▶ _Assigned task_
Each line of the data below should be repeated exactly.

▶ _Extracted records_

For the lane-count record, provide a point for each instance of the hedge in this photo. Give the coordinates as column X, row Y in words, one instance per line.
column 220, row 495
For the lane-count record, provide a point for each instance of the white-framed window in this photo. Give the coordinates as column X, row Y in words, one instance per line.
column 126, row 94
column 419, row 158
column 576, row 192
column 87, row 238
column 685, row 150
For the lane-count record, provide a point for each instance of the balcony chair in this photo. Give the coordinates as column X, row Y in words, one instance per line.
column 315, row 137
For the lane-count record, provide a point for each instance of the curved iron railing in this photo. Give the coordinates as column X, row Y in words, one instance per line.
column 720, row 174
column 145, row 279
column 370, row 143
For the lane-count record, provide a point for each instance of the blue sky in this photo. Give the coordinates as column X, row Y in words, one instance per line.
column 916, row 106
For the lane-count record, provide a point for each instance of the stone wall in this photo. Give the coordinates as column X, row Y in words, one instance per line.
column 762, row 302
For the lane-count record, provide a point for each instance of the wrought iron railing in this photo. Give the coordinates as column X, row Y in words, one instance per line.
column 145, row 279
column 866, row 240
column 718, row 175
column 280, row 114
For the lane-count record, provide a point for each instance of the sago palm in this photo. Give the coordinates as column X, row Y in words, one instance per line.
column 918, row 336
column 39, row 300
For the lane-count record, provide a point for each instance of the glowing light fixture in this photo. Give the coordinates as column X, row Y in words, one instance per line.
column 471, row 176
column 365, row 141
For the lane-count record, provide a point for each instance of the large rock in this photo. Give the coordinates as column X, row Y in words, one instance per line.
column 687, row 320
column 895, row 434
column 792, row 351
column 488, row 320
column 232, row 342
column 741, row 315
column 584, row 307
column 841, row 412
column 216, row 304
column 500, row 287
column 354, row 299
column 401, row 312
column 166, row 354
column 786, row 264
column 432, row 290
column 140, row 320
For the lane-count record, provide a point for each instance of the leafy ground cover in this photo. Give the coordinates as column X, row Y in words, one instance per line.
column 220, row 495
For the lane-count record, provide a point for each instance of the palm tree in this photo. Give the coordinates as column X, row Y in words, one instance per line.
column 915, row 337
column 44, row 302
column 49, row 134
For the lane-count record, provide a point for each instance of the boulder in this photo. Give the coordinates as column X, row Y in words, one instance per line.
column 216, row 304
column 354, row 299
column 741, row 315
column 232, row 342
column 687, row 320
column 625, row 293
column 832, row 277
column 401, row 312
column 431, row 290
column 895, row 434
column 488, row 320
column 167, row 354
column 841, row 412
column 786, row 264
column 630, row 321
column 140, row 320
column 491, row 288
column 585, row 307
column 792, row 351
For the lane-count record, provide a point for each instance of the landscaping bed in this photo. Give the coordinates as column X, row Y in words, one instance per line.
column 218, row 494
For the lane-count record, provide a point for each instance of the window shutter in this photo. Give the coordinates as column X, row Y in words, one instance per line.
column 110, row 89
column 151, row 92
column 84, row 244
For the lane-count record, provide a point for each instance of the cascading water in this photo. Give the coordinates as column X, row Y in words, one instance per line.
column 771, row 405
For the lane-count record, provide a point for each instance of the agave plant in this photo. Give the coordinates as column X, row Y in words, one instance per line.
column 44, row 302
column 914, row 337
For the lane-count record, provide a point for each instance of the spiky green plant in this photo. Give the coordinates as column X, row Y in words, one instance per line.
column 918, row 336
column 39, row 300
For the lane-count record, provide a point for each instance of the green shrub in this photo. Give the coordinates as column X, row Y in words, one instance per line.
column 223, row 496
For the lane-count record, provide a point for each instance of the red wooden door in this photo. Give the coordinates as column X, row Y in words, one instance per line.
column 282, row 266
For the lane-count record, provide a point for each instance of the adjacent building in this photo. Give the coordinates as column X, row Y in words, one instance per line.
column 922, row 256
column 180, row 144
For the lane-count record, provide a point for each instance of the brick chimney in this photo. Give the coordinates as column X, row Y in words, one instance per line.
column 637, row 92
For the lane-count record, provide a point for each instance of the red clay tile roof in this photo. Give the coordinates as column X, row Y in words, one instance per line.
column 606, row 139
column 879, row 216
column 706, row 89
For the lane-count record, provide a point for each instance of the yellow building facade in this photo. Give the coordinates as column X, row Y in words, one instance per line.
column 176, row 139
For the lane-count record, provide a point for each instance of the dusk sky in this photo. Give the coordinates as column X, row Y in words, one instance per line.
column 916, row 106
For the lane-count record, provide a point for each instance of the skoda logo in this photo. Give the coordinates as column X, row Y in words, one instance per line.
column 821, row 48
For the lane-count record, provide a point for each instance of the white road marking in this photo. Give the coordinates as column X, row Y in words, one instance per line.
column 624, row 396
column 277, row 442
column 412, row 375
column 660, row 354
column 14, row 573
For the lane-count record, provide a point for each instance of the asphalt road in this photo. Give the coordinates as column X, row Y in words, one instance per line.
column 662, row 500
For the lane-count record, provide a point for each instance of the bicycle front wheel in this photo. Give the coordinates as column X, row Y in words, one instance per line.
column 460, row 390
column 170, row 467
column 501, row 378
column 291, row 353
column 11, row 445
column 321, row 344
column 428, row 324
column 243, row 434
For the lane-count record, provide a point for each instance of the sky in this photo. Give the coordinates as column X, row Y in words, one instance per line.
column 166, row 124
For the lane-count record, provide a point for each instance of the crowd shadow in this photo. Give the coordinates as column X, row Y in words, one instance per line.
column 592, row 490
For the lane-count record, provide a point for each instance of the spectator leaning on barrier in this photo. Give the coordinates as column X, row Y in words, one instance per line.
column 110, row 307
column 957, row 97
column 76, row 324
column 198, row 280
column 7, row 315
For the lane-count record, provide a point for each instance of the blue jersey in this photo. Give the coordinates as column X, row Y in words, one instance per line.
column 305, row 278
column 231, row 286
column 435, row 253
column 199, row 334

▶ _Result of this task_
For the lane-count record, provide a point for each instance of the hedge in this photo. Give the coordinates as column X, row Y in words, one instance per line.
column 220, row 495
For the lane-count record, provide a point for each instance of the white-framed window in this photo. Give the coordinates as column X, row Y in words, one instance per line.
column 126, row 94
column 419, row 158
column 576, row 192
column 87, row 238
column 685, row 150
For the lane-count record, provide a point for each instance of the balcony chair in this photo. Give the coordinates as column X, row Y in words, one instance per line.
column 315, row 137
For the lane-count record, provide a point for each instance of the curved iron railing in this photo. Give the coordinates as column X, row Y in words, one instance per line.
column 720, row 174
column 145, row 279
column 370, row 143
For the lane-count record, provide a point for each instance of the blue sky in this photo. Give the coordinates as column X, row Y in words, one instance per line.
column 916, row 106
For the lane-count record, provide a point for each instance of the stone wall in this photo. Give the coordinates as column X, row Y in words, one instance per line.
column 762, row 302
For the lane-count record, provide a point for each instance of the wrought iron railing in this photo. Give the coordinates as column X, row Y in words, one instance per line.
column 145, row 279
column 866, row 240
column 718, row 175
column 280, row 114
For the lane-count record, provide a point for each instance of the sago palm in this photo. Give the coordinates as column X, row Y in words, one instance per line.
column 918, row 336
column 39, row 300
For the lane-count record, provide a point for each instance of the glowing light fixture in this photo. Give the coordinates as column X, row Y in words, one instance per line.
column 471, row 176
column 365, row 141
For the lane-count record, provide a point for each instance of the large rock in this photo. Give the coordinates as column X, row Y in words, one instance per line.
column 687, row 320
column 895, row 434
column 792, row 351
column 488, row 320
column 232, row 342
column 741, row 315
column 584, row 307
column 841, row 412
column 216, row 304
column 500, row 287
column 354, row 299
column 401, row 312
column 166, row 354
column 786, row 264
column 432, row 290
column 140, row 320
For the lane-count record, provide a point for each instance of the leafy ground cover in this photo. Give the coordinates as column X, row Y in words, one instance per line.
column 220, row 495
For the lane-count record, provide a point for each instance of the palm tree in this photo. Give the coordinates as column X, row Y in words, one instance per line.
column 915, row 337
column 44, row 302
column 49, row 134
For the lane-count record, provide a point for each instance of the boulder in this photo. Give the coordinates as column X, row Y in words, one instance per line.
column 216, row 304
column 354, row 299
column 741, row 315
column 232, row 342
column 687, row 320
column 625, row 293
column 832, row 277
column 401, row 312
column 431, row 290
column 895, row 434
column 488, row 320
column 167, row 354
column 841, row 412
column 786, row 264
column 630, row 321
column 140, row 320
column 491, row 288
column 585, row 307
column 792, row 351
For the lane-count record, provide a point for each instance of the landscaping bed in this photo. Give the coordinates as column X, row Y in words, one instance per line.
column 218, row 494
For the lane-count record, provide a point for each instance of the window shutter in this photo. Give the coordinates as column X, row Y in words, one instance per line.
column 110, row 89
column 151, row 92
column 84, row 244
For the lane-count record, provide a point for each instance of the cascading water in this photo. Give the coordinates as column X, row Y in words, one instance per line.
column 771, row 405
For the lane-count record, provide a point for each instance of the agave plant in this photo. Give the coordinates as column X, row Y in words, one instance per line.
column 44, row 302
column 914, row 337
For the lane-count record, provide a point for each instance of the spiky green plant in this photo. Give the coordinates as column X, row Y in words, one instance per line.
column 918, row 336
column 39, row 300
For the lane-count record, provide a point for each instance of the green shrub in this photo. Give the coordinates as column X, row Y in words, one instance per line.
column 223, row 496
For the lane-count record, provide a point for each instance of the red wooden door in this photo. Give the coordinates as column X, row Y in words, one instance per line.
column 282, row 266
For the lane-count record, provide a point for each instance of the adjacent building in this photo. Give the coordinates as column X, row Y in words, one instance per line.
column 922, row 256
column 180, row 144
For the lane-count record, provide a point for each instance of the brick chimney in this photo. Give the coordinates as column X, row Y in words, one instance per line.
column 637, row 92
For the lane-count record, provide a point for each instance of the red clay tile roof in this photo. Give the coordinates as column X, row Y in words, one instance per line.
column 606, row 139
column 879, row 216
column 706, row 89
For the lane-count record, provide a point for each instance of the yellow building facade in this photo. Give the coordinates as column X, row Y in words, one instance per line.
column 176, row 139
For the lane-count record, provide a point for each instance of the dusk sky in this photo. Give the coordinates as column X, row Y in words, one instance per line.
column 916, row 106
For the lane-count record, provide a point for each instance of the skoda logo in this photo. Give the coordinates as column X, row Y in words, one instance per line.
column 821, row 48
For the lane-count record, provide a point for each instance of the white road marking in this photo. Give the coordinates as column X, row Y in words, one instance per line.
column 624, row 396
column 277, row 442
column 412, row 375
column 660, row 354
column 14, row 573
For the lane-count record, provide a point for each instance of the asphalt road in this photo. Give the coordinates as column X, row Y in words, one instance per line.
column 662, row 500
For the lane-count record, provide a point for each instance of the bicycle front wheel in this photo. Give the coordinates as column X, row Y in words, one instance per line.
column 460, row 390
column 170, row 467
column 501, row 378
column 291, row 353
column 11, row 445
column 321, row 344
column 428, row 324
column 243, row 434
For the lane-count record, provide a point for each instance of the sky in this photo. Give the coordinates as column X, row Y in words, one instance per line.
column 166, row 124
For the lane-count record, provide a point for each instance of the crowd shadow in this photo. Give the coordinates as column X, row Y in words, one instance per line.
column 592, row 490
For the lane-count record, provide a point for each instance of the spectator leaning on barrier in this photo. Give the coordinates as column X, row Y in words, one instance per line.
column 110, row 307
column 957, row 97
column 76, row 324
column 198, row 280
column 7, row 315
For the lane-count record, provide a point for each instance of the blue jersey in this photo. Give the coordinates as column X, row Y in words, one instance per line.
column 305, row 278
column 231, row 286
column 435, row 253
column 199, row 334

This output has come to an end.